-- start of RECORDED INFORMATION --

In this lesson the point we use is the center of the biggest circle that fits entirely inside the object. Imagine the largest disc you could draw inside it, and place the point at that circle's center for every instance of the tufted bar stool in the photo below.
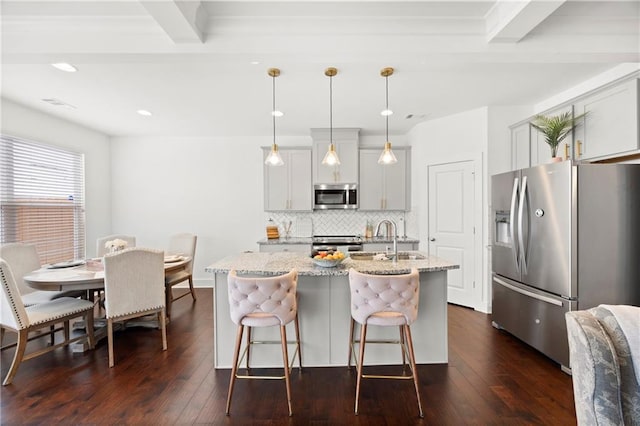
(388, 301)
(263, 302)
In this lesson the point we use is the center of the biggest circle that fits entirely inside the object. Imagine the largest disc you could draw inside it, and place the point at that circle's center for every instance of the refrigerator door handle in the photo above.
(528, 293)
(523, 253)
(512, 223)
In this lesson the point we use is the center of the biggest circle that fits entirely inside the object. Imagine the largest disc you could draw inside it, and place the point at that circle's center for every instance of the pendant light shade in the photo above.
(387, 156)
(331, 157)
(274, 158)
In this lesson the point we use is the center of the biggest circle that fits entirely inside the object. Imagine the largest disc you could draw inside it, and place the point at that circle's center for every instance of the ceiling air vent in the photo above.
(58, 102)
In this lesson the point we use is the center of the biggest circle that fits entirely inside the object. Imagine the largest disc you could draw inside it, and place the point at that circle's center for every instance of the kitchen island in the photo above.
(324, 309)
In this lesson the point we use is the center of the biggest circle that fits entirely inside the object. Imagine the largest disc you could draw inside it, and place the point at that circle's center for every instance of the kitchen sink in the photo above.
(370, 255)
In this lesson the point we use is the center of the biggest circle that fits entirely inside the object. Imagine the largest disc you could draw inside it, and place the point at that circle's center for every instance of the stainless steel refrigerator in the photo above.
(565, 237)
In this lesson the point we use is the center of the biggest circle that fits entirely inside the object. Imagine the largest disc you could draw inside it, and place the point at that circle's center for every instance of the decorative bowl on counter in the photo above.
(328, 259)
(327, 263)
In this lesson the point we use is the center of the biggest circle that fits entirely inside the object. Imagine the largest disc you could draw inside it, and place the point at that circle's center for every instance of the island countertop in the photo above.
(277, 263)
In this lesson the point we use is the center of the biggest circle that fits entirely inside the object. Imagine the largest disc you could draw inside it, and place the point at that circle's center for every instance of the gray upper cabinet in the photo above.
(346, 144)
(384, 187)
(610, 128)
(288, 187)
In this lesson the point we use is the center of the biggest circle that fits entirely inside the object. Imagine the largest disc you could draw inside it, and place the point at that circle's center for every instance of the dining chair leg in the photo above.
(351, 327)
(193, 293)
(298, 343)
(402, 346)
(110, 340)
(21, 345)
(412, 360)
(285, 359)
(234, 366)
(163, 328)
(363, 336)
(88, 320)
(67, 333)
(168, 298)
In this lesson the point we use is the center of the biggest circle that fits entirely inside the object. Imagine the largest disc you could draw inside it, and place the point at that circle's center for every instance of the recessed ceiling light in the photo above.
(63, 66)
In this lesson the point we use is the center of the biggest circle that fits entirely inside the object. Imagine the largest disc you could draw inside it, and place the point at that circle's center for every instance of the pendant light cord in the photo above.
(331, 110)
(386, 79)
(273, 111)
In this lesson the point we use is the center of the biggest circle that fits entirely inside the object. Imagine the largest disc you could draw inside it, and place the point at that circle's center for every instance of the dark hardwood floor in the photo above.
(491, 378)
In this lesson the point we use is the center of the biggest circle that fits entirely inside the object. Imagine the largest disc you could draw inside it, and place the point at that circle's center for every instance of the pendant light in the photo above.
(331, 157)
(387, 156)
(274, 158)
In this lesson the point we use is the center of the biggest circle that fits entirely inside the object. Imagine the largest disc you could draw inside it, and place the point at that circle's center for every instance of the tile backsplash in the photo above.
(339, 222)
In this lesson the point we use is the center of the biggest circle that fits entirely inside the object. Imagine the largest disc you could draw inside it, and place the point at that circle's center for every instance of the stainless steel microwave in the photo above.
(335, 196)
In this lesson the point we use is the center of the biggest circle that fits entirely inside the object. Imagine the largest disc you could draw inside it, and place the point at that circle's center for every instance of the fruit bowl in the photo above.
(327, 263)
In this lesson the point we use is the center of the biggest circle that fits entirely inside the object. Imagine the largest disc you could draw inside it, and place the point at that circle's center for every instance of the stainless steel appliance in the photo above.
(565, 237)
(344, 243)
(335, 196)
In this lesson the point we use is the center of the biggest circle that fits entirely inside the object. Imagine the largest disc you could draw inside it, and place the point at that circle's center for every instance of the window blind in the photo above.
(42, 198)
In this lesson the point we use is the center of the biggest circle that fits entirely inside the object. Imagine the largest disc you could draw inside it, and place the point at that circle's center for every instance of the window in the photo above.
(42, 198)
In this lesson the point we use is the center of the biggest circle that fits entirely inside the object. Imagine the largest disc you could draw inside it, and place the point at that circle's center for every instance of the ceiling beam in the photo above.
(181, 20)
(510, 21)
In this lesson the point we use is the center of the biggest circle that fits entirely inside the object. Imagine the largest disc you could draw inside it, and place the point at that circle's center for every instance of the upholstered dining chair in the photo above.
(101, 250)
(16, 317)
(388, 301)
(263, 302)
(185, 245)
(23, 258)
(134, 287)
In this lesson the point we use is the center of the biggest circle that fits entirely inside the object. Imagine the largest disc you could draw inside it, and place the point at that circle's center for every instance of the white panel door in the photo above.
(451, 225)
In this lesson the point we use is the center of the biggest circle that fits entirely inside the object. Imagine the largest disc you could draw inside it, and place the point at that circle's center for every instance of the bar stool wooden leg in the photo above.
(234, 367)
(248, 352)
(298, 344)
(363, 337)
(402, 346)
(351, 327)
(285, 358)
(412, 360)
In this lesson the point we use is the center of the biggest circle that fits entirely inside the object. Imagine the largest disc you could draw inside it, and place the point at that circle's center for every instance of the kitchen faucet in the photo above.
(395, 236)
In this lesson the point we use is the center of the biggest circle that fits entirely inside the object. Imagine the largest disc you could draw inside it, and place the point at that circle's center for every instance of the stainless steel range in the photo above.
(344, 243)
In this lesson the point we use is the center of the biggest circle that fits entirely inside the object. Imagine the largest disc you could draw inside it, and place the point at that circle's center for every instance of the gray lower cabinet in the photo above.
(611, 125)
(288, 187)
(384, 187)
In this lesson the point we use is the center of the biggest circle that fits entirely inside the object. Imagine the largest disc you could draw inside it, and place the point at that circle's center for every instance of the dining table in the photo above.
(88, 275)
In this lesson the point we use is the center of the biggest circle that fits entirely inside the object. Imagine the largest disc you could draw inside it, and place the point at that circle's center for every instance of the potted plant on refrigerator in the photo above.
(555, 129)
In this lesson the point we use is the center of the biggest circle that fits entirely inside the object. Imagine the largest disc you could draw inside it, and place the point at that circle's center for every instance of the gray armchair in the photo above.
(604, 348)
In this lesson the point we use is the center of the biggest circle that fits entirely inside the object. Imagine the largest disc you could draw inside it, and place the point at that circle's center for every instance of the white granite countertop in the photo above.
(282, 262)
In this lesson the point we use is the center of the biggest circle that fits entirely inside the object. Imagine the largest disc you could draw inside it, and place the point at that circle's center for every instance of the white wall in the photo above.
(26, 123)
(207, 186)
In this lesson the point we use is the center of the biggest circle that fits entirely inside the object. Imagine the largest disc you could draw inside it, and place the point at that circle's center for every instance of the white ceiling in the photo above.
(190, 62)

-- end of RECORDED INFORMATION --
-- start of RECORDED INFORMATION --

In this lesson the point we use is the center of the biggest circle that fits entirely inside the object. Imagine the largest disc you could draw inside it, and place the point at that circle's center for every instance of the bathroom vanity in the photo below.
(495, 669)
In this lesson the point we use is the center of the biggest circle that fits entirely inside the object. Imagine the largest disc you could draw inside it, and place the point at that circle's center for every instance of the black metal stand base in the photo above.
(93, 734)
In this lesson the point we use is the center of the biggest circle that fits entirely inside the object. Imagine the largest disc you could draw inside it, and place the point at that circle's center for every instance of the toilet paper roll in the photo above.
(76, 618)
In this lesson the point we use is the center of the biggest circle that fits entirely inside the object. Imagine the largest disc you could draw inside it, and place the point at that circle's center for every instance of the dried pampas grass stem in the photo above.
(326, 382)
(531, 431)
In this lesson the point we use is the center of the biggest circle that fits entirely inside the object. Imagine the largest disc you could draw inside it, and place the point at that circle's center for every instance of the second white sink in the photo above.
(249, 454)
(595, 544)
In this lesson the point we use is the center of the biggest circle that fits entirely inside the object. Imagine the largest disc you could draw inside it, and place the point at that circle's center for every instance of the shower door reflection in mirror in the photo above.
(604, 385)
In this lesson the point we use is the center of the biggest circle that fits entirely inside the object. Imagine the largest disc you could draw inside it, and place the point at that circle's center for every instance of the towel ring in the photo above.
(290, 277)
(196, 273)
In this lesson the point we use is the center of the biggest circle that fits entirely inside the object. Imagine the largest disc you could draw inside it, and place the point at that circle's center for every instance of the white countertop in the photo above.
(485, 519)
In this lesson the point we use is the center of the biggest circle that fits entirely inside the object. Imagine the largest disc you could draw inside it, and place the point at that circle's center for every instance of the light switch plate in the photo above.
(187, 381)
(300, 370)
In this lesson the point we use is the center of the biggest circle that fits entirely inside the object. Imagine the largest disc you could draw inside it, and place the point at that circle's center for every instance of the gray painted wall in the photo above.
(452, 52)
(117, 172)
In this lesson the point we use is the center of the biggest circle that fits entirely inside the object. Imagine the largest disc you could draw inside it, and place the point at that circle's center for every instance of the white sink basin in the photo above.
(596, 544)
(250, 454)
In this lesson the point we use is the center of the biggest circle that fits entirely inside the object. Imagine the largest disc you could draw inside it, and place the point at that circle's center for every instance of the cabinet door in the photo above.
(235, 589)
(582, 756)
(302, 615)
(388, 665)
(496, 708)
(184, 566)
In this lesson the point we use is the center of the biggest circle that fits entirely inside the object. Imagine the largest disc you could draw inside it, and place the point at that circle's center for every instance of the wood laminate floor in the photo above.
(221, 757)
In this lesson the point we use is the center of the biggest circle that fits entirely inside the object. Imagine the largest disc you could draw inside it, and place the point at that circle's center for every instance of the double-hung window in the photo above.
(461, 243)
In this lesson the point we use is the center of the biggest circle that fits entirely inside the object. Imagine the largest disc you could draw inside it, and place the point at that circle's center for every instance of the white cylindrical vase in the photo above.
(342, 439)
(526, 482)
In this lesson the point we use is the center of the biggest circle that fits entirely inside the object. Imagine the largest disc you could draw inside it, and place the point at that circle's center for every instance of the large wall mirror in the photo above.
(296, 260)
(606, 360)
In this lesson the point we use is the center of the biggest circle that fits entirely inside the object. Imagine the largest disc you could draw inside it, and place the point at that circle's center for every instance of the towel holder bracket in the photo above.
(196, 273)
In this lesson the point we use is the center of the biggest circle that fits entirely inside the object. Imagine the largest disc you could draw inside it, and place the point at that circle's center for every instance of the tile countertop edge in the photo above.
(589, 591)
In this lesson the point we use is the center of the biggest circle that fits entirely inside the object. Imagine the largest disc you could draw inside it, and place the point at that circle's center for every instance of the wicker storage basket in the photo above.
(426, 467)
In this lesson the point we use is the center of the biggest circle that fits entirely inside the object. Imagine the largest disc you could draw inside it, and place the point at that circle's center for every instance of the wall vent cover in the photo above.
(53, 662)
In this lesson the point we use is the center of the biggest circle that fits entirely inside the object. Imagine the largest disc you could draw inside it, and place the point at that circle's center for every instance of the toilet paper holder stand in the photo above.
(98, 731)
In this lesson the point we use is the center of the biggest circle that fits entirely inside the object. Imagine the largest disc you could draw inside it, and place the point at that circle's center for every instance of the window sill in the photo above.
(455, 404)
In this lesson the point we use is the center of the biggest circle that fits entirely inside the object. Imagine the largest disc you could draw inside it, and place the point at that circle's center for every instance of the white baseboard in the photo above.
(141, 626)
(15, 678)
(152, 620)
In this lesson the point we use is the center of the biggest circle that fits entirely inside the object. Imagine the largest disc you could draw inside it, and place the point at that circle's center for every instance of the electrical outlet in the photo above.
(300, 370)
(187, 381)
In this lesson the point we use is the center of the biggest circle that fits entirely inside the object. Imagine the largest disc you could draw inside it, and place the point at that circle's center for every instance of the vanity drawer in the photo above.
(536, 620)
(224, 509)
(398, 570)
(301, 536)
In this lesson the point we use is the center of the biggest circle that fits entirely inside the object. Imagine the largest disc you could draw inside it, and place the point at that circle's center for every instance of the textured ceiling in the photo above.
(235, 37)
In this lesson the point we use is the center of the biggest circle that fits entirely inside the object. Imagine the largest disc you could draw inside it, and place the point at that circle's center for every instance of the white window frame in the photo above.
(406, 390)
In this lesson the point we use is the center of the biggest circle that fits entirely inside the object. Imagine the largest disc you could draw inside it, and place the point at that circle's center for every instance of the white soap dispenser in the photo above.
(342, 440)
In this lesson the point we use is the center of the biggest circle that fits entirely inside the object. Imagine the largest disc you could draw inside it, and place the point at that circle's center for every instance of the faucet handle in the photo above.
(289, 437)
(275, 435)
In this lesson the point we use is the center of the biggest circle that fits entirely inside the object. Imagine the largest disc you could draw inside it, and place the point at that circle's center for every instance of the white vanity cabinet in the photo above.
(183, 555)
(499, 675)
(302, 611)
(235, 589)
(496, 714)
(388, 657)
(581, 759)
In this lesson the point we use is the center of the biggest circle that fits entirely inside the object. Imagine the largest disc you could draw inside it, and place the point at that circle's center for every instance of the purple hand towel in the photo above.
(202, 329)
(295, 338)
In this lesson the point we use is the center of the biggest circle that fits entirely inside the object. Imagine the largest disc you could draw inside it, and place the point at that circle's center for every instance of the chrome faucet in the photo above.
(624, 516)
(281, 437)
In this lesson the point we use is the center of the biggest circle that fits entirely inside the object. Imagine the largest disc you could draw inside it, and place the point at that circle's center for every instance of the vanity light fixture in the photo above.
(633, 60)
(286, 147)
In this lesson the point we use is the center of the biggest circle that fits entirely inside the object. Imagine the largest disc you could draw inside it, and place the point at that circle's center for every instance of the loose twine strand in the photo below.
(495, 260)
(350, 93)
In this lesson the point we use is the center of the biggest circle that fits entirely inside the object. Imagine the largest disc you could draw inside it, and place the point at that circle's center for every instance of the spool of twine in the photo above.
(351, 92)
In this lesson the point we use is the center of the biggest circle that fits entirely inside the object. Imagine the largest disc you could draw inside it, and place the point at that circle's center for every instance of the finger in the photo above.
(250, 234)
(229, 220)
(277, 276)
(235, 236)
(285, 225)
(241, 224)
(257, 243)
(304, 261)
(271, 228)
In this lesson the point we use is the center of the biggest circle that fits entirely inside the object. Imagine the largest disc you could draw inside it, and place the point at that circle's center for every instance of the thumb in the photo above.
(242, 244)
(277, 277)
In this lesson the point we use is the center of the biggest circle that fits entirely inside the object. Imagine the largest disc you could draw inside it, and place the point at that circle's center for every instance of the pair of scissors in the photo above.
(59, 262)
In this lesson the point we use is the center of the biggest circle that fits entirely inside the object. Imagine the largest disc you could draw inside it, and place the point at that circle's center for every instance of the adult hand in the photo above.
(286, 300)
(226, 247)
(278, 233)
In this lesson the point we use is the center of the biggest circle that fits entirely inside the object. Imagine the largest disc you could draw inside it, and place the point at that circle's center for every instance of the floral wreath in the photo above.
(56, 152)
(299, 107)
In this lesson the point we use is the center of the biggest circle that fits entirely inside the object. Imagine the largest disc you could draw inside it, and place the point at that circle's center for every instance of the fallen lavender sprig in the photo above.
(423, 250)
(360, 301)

-- end of RECORDED INFORMATION --

## TASK PROMPT
Pull out each line from the entries above that contains the word "handle", copying it in full.

## FINISHED TASK
In this lesson the point we use is the center of the biggest circle that fits entirely inside the object. Imagine the largest disc you could draw inside it, and place the point at that circle's center for every instance of the refrigerator door handle in the photo above.
In this lesson the point we use is the center of the biggest circle that fits entirely inside the object. Imagine the largest disc you could draw inside it, and place the point at that circle's center for every instance of the faucet handle in the photo above.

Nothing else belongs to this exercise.